■ DOCUMENT EXCERPT ■
* Start *

What…in the actual fuck…happened with FANTASY ISLAND (2020) that made me so badly wish that my fantasy be my eyes being gouged out and my ears cut off so I wouldn’t have to endure the movie any longer? Add to that an extra fantasy to wipe my memory of its existence after it was all over. Never, ever have I’ve seen a great concept to a feature film, let alone one from an old television show, be so terribly fucked up in its execution. I mean, where to start? This will mostly be a spoiler free review with one big marked spoiler paragraph trying to explain why half of the shit that happens plot and twist wise doesn’t make any fucking sense. The main problem of the movie is this: it didn’t know what it wants to be. Someone in a different review, I believe it was on JoBlo.com pointed out that, while the movie was marketing as a horror/thriller take on an old television show that was the exact opposite, the movie isn’t scary…at all. Then the movie tries to switch gears and genres several times, but never quite fully becomes those genres. It tries to become an action film, but fails miserably at that. It tries to inject some drama into the affair, epic fail. And at one point it even tries to become…a comedy. I’ll let you guess which of the genres it failed the worst at. I’ll give you a hint…I laughed at parts you weren’t supposed to laugh at. Combined with a last minute twist that is so ridiculous that when you look back on scenes beforehand you’d realize it didn’t make any sense, Fantasy Island is a disaster…at Frye Festival like proportions.
If you live under a nostalgic bridge, you should know that Fantasy Island was first a very popular show aired in the late 70s and finished in the early 80s. It starred Kahn errr…Ricardo Montalbahn as Mr. Roake, who, along with his small person sidekick Tattoo, ran an island where literally anything you desired could become true. There was no limits to your imagination. That show, from the few episodes I’ve seen, I was born in 1986, mostly mixed comedy and some drama (a little dash of the supernatural) with a little dash of adventure, and (from what little I saw) mixed those genres really well. The islands visitors fantasies were grand and imaginative, but as you could guess, they wouldn’t go quite as how they pictured things, but then again, it limited itself to comedy, drama, and some adventure. This film, at first, tries to do milk the one untapped resource that the television show never represented: horror. And, pun intended, it does so horribly. Instead of just sticking to horror, the real problem with the movie is that it changes its mind constantly throughout the film what it wants to do with the source material. And it does so because it feels like what they were doing previously wasn’t working. They are correct, and in that case, while they were writing the damn script, they should’ve just given up and threw it in the garbage, knowing not to mess with what came before. That or hire writers that were actually up to the task of bringing something meaning full to the big screen. Nope, they had to endure, and what they thought would be the perfect mixture of all genres you can think of (a la the recent Parasite, seriously, if you haven’t seen Parasite yet you are a moron), ends up being a Frankenstein monster of different pieces that are duct taped to a whole with absolutely no stability whatsoever.

* End *

■ EXCERPTED DATA ■
* Start *

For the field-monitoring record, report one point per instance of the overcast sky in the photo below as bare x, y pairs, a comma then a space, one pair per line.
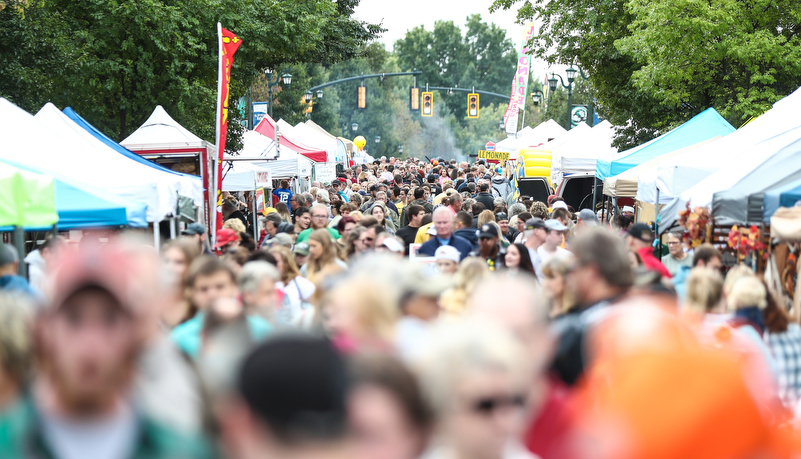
400, 16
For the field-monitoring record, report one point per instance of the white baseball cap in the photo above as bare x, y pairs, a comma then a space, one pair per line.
447, 252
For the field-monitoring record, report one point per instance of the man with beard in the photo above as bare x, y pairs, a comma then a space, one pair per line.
88, 340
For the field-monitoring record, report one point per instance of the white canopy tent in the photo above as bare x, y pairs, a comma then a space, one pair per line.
26, 141
55, 120
734, 171
240, 176
288, 165
677, 175
543, 133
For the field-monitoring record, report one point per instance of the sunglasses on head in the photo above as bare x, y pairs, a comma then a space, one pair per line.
488, 405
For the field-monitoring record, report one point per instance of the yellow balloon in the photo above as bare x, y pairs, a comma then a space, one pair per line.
360, 142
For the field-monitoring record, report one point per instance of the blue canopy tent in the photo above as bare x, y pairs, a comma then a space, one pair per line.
80, 206
784, 196
115, 146
701, 127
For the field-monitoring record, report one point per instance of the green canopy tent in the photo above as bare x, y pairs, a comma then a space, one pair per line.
27, 200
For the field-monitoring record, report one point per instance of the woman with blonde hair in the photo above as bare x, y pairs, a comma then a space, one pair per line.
471, 271
379, 211
177, 255
297, 289
554, 272
360, 322
477, 380
704, 292
322, 254
486, 216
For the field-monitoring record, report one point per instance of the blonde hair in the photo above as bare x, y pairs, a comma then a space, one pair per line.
470, 273
456, 350
374, 311
485, 216
704, 290
236, 225
748, 291
328, 256
291, 270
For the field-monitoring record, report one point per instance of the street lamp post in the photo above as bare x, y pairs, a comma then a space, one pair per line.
284, 77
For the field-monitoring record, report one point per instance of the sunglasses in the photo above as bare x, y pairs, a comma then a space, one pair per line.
488, 405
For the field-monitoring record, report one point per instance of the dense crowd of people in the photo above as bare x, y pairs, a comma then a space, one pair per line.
405, 310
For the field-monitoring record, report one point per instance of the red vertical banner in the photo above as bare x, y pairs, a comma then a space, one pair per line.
228, 44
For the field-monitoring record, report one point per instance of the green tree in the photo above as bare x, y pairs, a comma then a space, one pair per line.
114, 61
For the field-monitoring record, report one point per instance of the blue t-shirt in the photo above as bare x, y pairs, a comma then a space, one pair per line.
283, 194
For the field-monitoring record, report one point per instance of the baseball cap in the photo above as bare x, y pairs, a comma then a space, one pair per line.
108, 267
554, 225
642, 232
302, 248
488, 230
282, 239
393, 245
447, 252
534, 223
297, 384
8, 254
194, 228
588, 216
225, 236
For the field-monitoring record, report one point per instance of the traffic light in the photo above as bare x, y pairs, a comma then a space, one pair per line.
472, 105
362, 98
428, 104
414, 99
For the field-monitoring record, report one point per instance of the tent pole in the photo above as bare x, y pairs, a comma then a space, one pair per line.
254, 216
157, 236
19, 243
173, 222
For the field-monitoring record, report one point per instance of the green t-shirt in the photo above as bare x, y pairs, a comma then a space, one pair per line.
304, 235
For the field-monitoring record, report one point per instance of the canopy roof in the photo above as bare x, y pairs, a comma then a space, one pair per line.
580, 153
783, 196
626, 183
742, 203
190, 185
27, 199
160, 131
266, 127
289, 164
702, 126
80, 206
91, 161
731, 158
679, 174
533, 137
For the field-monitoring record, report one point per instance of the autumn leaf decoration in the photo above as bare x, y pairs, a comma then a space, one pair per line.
744, 241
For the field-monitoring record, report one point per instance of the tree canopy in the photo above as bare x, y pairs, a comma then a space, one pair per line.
654, 64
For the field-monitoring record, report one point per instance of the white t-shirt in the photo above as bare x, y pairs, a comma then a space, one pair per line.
112, 437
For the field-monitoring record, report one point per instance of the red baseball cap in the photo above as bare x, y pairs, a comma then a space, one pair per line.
225, 236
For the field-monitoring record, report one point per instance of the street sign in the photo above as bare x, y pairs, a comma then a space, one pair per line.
493, 155
259, 110
578, 114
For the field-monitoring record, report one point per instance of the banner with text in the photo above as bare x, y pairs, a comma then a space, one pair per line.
228, 43
517, 100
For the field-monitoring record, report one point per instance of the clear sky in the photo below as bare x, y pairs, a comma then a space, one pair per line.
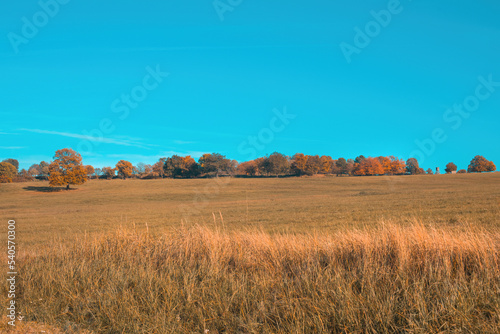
140, 80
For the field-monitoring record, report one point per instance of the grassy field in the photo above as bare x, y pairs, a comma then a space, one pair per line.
292, 204
415, 254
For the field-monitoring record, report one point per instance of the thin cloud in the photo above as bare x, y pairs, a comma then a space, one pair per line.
12, 147
90, 138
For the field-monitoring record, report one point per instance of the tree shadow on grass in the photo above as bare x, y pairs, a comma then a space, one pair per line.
47, 189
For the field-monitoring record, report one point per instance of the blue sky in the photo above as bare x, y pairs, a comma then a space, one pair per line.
234, 68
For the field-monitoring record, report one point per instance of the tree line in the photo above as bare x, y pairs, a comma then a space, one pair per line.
67, 167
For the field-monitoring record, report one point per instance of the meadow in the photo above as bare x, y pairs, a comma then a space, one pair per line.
415, 254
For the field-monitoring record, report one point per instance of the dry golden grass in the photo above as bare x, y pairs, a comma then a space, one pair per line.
326, 204
393, 279
415, 254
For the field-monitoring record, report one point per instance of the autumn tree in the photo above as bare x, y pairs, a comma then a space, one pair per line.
124, 169
327, 165
215, 164
183, 167
398, 166
158, 168
479, 164
67, 169
7, 172
23, 176
313, 165
359, 159
13, 162
108, 172
34, 170
248, 168
342, 167
276, 164
368, 166
386, 164
44, 170
450, 167
90, 171
97, 173
299, 162
412, 167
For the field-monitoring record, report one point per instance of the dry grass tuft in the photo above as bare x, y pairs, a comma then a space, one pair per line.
395, 279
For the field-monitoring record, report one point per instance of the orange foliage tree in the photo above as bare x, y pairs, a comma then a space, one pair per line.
299, 162
368, 166
8, 172
327, 165
67, 169
124, 169
479, 164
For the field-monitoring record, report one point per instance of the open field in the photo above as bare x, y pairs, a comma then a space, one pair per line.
290, 204
203, 280
416, 254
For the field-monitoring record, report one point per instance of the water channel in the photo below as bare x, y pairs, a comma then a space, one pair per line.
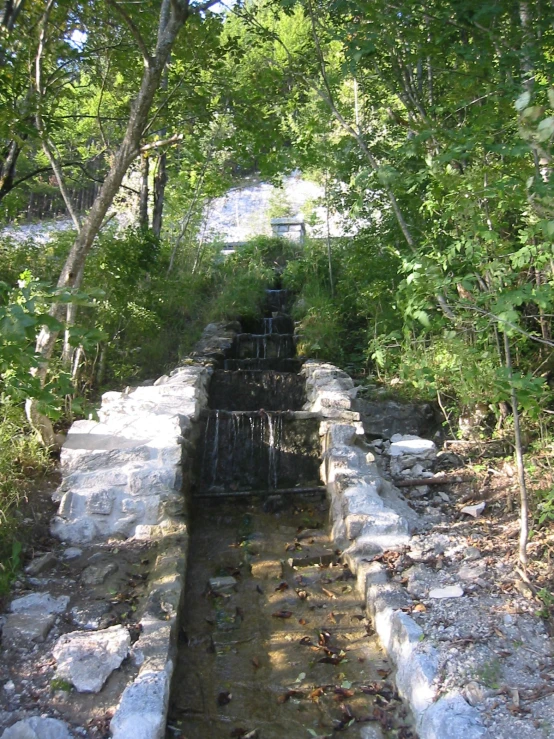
274, 639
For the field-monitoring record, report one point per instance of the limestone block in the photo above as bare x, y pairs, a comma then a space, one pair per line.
96, 574
74, 532
39, 564
420, 580
141, 713
101, 502
339, 434
88, 659
342, 459
89, 617
38, 727
109, 477
411, 445
84, 458
332, 399
267, 569
39, 603
452, 717
149, 480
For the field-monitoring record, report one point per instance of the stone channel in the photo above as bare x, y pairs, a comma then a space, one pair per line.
274, 639
242, 473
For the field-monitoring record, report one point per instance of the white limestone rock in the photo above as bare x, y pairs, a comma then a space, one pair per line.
412, 445
142, 710
449, 591
88, 659
39, 603
38, 727
21, 628
39, 564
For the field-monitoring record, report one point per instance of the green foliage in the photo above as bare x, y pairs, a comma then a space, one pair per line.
21, 460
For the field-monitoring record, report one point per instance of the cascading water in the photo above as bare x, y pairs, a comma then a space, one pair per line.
257, 437
263, 579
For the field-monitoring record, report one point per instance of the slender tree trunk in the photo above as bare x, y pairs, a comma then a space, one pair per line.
173, 15
125, 155
329, 255
7, 168
143, 199
160, 181
524, 503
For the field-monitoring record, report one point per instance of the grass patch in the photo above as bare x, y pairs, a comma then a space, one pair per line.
21, 461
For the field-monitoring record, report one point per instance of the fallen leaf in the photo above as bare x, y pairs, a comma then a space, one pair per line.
342, 694
474, 510
315, 695
289, 694
331, 660
224, 697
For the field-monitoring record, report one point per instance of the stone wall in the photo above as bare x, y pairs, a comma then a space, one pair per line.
125, 476
369, 515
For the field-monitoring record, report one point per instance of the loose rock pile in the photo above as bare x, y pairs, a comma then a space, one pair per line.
100, 618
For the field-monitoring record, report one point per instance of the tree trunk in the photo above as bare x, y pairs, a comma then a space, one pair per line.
172, 17
125, 155
7, 168
523, 497
143, 200
160, 181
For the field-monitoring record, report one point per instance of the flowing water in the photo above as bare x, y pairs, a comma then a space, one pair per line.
274, 640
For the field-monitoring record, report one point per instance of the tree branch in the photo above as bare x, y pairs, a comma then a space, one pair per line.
135, 32
163, 142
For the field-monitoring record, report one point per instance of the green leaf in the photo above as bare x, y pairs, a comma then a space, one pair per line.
545, 129
523, 101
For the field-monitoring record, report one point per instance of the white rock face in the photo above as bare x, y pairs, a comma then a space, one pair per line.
38, 728
141, 712
21, 628
39, 603
88, 659
449, 591
124, 471
413, 445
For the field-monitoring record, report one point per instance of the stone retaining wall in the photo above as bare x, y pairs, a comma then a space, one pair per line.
126, 476
368, 515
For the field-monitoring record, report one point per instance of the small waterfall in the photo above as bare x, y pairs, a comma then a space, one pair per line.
254, 440
215, 450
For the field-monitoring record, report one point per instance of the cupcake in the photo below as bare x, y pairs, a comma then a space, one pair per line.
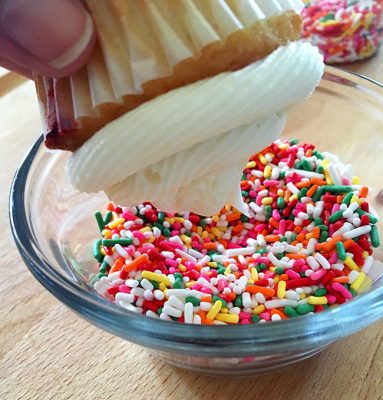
345, 31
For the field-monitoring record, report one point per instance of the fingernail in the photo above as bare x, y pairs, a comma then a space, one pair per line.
56, 32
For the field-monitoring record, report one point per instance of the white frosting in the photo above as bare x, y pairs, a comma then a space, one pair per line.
186, 149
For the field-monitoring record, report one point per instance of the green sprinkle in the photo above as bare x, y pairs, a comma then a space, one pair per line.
335, 217
320, 292
323, 237
290, 312
374, 234
217, 298
100, 220
103, 267
347, 198
120, 241
178, 284
305, 308
108, 217
166, 232
238, 302
255, 318
340, 251
97, 250
192, 300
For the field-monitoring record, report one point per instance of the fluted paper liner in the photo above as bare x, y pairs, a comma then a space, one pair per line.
148, 47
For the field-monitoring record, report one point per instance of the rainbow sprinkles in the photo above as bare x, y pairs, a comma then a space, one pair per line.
305, 245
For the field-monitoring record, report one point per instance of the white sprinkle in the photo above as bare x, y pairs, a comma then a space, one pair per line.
171, 311
126, 297
357, 232
322, 261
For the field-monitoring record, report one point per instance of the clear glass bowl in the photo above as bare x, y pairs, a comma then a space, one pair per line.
54, 229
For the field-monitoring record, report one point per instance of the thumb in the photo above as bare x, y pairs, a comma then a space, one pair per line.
49, 37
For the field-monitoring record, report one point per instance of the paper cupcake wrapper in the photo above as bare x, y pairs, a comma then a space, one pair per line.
146, 48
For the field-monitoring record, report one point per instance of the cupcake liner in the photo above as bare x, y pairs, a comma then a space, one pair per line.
146, 48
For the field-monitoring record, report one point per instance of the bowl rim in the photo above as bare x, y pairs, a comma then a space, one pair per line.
289, 335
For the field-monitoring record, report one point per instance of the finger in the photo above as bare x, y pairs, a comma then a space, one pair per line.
57, 36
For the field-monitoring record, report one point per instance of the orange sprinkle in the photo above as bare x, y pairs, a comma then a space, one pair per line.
117, 266
233, 217
135, 263
341, 279
312, 190
301, 185
272, 238
266, 291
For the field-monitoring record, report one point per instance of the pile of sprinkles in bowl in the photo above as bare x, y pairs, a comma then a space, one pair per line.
305, 245
344, 30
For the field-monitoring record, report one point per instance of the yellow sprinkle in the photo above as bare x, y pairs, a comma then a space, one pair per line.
355, 180
229, 318
254, 274
115, 223
212, 264
351, 264
185, 239
267, 201
358, 282
106, 233
214, 310
317, 300
216, 232
259, 309
262, 159
267, 172
281, 290
182, 268
152, 276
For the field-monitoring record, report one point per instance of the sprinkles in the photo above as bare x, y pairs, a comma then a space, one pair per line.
305, 245
344, 30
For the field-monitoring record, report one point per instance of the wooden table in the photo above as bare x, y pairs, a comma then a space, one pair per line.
47, 352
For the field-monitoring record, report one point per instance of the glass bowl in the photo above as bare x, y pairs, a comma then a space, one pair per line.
54, 229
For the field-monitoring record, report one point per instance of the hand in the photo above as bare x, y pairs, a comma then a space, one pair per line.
48, 37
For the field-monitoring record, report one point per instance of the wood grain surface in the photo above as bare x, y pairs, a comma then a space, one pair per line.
48, 352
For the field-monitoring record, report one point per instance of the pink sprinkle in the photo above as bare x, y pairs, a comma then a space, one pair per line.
342, 290
292, 274
318, 274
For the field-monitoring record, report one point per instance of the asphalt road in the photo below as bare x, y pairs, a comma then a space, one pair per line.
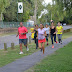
12, 39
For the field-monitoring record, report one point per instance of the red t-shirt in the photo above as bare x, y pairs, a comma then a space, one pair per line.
22, 30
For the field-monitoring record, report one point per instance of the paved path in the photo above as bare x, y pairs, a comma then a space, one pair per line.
12, 38
25, 63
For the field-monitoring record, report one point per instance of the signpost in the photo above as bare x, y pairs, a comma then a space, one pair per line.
20, 8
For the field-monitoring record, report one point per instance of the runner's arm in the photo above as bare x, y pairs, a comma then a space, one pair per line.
17, 34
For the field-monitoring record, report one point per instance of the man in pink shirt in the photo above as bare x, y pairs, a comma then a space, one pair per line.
22, 31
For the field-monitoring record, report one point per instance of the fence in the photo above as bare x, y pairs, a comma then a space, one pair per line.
15, 24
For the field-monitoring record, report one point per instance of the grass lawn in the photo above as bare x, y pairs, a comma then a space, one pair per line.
60, 61
12, 55
12, 33
5, 34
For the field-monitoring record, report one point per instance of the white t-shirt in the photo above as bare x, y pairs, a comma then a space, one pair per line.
47, 30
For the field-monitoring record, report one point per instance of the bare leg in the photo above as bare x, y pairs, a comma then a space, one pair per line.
43, 47
21, 47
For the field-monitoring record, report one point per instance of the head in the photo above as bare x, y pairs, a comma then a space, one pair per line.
36, 26
52, 23
21, 24
59, 23
41, 26
46, 25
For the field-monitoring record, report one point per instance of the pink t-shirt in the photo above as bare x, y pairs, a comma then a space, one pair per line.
40, 34
22, 30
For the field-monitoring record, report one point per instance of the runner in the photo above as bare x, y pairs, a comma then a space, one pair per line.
22, 31
35, 36
53, 33
47, 32
41, 37
59, 32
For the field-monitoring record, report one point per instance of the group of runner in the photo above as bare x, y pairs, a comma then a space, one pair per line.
41, 35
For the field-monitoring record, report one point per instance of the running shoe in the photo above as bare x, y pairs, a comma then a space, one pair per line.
41, 49
27, 49
21, 53
52, 46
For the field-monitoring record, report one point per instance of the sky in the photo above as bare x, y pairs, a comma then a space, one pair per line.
46, 2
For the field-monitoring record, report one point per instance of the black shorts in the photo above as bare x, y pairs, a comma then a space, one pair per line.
24, 41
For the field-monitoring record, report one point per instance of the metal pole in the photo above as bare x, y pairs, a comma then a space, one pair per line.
35, 11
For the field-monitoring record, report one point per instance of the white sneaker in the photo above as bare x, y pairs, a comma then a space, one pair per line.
21, 53
27, 49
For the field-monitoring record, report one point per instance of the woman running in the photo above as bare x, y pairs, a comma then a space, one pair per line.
35, 36
41, 37
47, 32
59, 32
53, 33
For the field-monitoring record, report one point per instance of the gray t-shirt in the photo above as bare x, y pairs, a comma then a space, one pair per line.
47, 30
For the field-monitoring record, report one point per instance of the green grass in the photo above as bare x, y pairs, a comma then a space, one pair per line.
6, 34
12, 33
12, 55
60, 61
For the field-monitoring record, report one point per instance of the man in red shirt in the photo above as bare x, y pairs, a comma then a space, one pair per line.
22, 31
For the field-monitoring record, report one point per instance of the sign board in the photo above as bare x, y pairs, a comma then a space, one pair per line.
20, 7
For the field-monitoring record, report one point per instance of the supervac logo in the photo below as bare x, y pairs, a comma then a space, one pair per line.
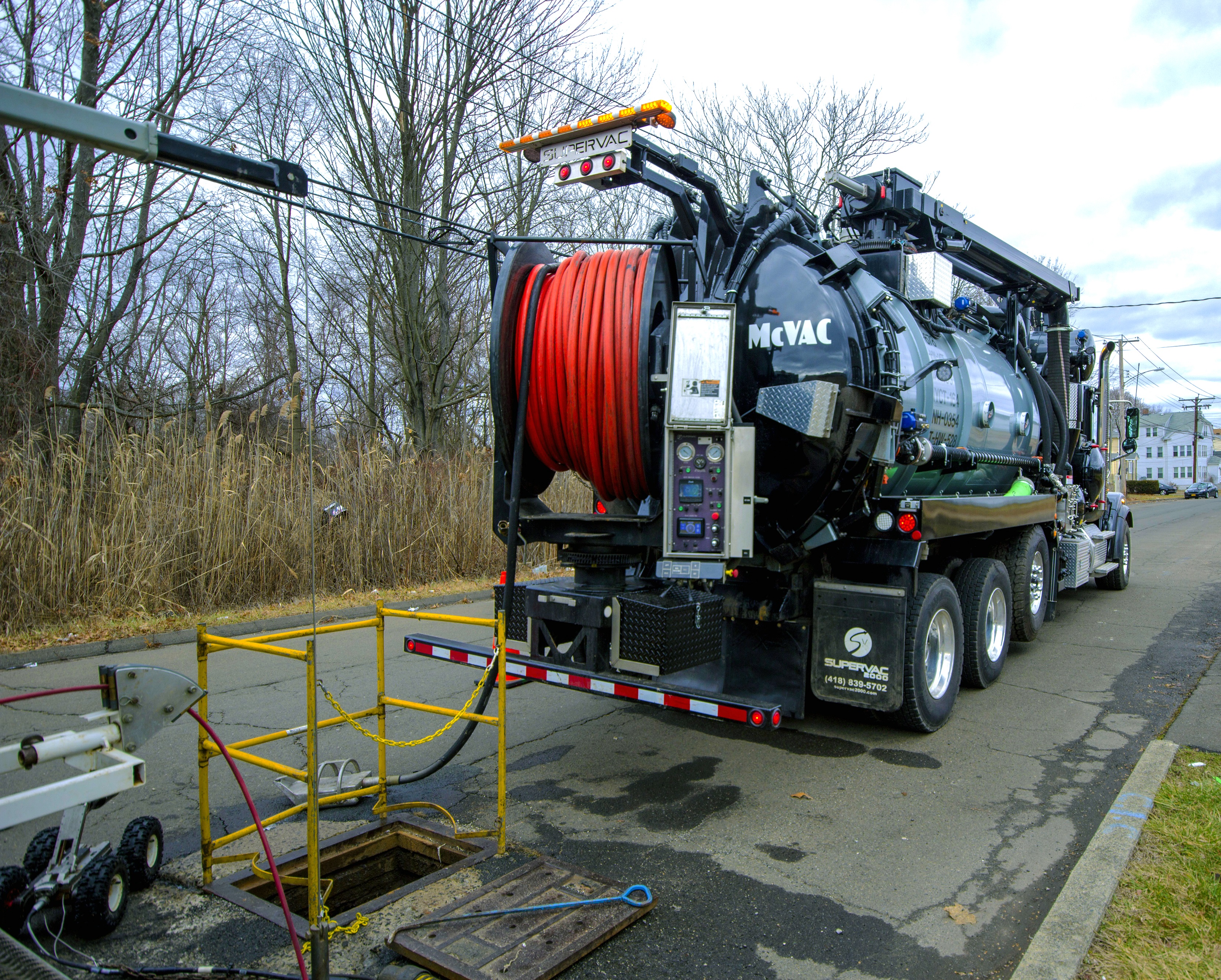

* End *

■ DIRECTIVE 1 ■
Report each line of the records that contains the string "leaf", copying every such line in full.
■ DIRECTIVE 2 ■
Extend the Fantasy Island movie review above, picking up after its final sentence.

■ WRITTEN REPLY 1 ■
For the field-monitoring record, report one point per instance of the autumn leaf decoration in the photo above as bare x, y pairs, a comma then a space, one pair per line.
For the field-monitoring record, report one point per instance of the fallen leaf in the photo above as bare x, y pairs, a comma then a space, one pair per line.
For the field-monitoring record, report one point per instance of the green leaf in the photo above as bare x, y pairs, a comma then a space, one pair per line.

■ WRITTEN REPLY 2 ■
In this incarnation, a bunch of contest winners are flown to the island with dumb cliched fantasies of their own. Lucy Hale wants revenge on a childhood bully, Maggie Q (why the fuck is she in this? she’s better than this) wants a do over on her life by saying yes to a man’s proposal she rejected 5 years before, Ryan Hansen and Jimmy O. Yang do the dude bro thing (they are brothers by marriage in this) and just want to “have it all,” and finally Austin Stowell wants to enlist in a war in honor of his late father. There is no Tattoo (yet, I have expected him to be an exact opposite of the Tattoo in the television series and be some tall, lurking muscular monster), but Mr. Roarke is there, played by Michael Pena, the one and only small good part about the movie (his performance). Needless to say, this movie being marketed as a horror/thriller version of the television show many grew up watching, their fantasies turn into nightmares and thus turn into nightmares of the audience actually sitting through the below mediocrity the movie itself represents. And if you think this is just my opinion, you should’ve been at the theater my friend Kim and I, went to. Everybody was laughing at parts that we weren’t meant to laugh at, with groans after it ended yet sighs of relief that we were finally leaving the theater after that torture.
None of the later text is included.